TASK REQUIREMENTS :: Below is a set of records; print all of them exactly as written.

════════════════

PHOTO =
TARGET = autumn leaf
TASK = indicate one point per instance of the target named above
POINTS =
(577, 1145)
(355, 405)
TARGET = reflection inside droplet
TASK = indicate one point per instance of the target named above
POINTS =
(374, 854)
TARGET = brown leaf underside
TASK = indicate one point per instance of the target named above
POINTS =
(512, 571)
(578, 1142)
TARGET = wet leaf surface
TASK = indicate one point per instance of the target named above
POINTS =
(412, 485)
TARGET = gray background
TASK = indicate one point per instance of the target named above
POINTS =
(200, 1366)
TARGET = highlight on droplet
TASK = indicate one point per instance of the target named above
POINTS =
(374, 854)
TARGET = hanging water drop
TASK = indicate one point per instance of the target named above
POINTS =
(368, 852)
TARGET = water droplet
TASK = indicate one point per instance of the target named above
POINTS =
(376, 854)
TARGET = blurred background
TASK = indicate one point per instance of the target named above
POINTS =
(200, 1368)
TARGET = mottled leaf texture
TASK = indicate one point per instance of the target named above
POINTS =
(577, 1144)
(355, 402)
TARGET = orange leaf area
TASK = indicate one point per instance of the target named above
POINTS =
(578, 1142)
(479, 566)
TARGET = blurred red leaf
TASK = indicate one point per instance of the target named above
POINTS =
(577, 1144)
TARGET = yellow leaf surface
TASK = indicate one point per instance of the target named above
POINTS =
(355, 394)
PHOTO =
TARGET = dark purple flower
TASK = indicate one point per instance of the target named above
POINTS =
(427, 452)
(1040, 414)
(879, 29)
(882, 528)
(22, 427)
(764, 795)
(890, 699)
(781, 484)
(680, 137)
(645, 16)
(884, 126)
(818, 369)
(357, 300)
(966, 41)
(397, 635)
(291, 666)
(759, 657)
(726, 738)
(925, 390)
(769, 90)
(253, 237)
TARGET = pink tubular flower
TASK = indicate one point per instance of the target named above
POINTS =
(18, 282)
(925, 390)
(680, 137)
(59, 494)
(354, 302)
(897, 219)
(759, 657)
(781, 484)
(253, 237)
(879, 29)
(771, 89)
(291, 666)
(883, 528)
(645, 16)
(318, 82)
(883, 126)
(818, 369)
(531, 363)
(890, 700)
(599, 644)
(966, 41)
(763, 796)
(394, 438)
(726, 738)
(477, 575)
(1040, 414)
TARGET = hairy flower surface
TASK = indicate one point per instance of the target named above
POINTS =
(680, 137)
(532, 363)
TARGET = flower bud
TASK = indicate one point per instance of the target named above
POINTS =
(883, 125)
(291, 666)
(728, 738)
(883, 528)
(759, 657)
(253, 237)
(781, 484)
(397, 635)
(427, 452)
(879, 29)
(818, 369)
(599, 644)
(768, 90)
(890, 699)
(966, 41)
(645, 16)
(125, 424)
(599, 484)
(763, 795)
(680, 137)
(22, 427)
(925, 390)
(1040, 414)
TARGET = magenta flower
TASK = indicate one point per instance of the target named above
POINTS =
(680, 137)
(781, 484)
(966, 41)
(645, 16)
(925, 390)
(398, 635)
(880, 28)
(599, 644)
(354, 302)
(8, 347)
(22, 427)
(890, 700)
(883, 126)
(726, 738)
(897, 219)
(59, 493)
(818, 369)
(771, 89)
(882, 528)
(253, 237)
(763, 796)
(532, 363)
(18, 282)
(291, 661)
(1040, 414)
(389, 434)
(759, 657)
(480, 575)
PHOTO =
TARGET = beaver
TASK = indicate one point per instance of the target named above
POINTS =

════════════════

FINAL RESULT ::
PHOTO =
TARGET = autumn leaf
TASK = indicate one point per instance of the target named above
POINTS =
(577, 1145)
(355, 405)
TARGET = reflection inside droplet
TASK = indicate one point per instance of the target named above
POINTS =
(374, 854)
TARGET = brown leaf underside
TASK = indicate one point per instance of the target named above
POINTS =
(512, 571)
(578, 1142)
TARGET = wet leaf surface
TASK = indicate one point per instance of the target named above
POINTS =
(412, 485)
TARGET = gray background
TASK = indicate one point per instance of the target named above
POINTS =
(200, 1366)
TARGET = highlight on droplet
TASK = indicate one point per instance of the target named above
POINTS =
(374, 854)
TARGET = hanging water drop
TASK = indicate one point per instance of the target named above
POINTS =
(368, 852)
TARGET = water droplet
TASK = indicate one point per instance of the target named above
POINTS =
(376, 854)
TARGET = blurred background
TASK = indicate one point per instance of the target named above
POINTS =
(200, 1368)
TARGET = mottled leaf texture
TASK = indicate one point per instance of the target named above
POINTS =
(577, 1144)
(355, 402)
TARGET = orange leaf area
TASK = indicate one point per instance of the target named above
POINTS =
(578, 1142)
(479, 566)
TARGET = blurred red leaf
TASK = indicate one point per instance of the target named above
POINTS =
(577, 1144)
TARGET = yellow leaf surface
TASK = indicate one point per instance of the target named above
POINTS =
(355, 394)
PHOTO =
TARGET = dark purple flower
TASK = indicate one point per instance of the target named above
POINTS =
(427, 452)
(1040, 414)
(879, 29)
(882, 528)
(22, 427)
(764, 795)
(890, 699)
(781, 484)
(680, 137)
(645, 16)
(884, 126)
(818, 369)
(357, 300)
(966, 41)
(397, 635)
(291, 666)
(759, 657)
(726, 738)
(925, 390)
(769, 90)
(253, 237)
TARGET = pink tubular flower
TASK = indicate one point per instance of the target named above
POINTS =
(18, 282)
(925, 390)
(680, 137)
(59, 494)
(354, 302)
(897, 219)
(759, 657)
(781, 484)
(253, 237)
(879, 29)
(771, 89)
(291, 666)
(883, 528)
(645, 16)
(318, 82)
(883, 126)
(818, 369)
(531, 363)
(890, 700)
(599, 644)
(966, 41)
(763, 796)
(394, 438)
(726, 738)
(477, 575)
(1040, 414)
TARGET = hairy flower surface
TASK = indicate one point per instance of the target named above
POINTS =
(680, 137)
(532, 363)
TARGET = flower bud
TASK = indicate one point per instance of the target named above
POINTS =
(883, 125)
(291, 666)
(728, 738)
(883, 528)
(759, 657)
(253, 237)
(781, 484)
(397, 635)
(427, 452)
(879, 29)
(818, 369)
(599, 644)
(768, 90)
(890, 699)
(966, 41)
(645, 16)
(125, 424)
(599, 484)
(763, 795)
(680, 137)
(22, 427)
(925, 390)
(1040, 414)
TARGET = magenta flower
TASK = indicate one point per instance of the target named above
POINTS =
(680, 137)
(781, 484)
(966, 41)
(645, 16)
(925, 390)
(398, 635)
(880, 28)
(599, 644)
(354, 302)
(8, 347)
(22, 427)
(890, 700)
(883, 126)
(726, 738)
(897, 219)
(59, 493)
(818, 369)
(771, 89)
(882, 528)
(253, 237)
(763, 796)
(532, 363)
(18, 282)
(291, 661)
(1040, 414)
(389, 434)
(759, 657)
(480, 575)
PHOTO =
TARGET = beaver
TASK = indicate one point per instance of the target named above
POINTS =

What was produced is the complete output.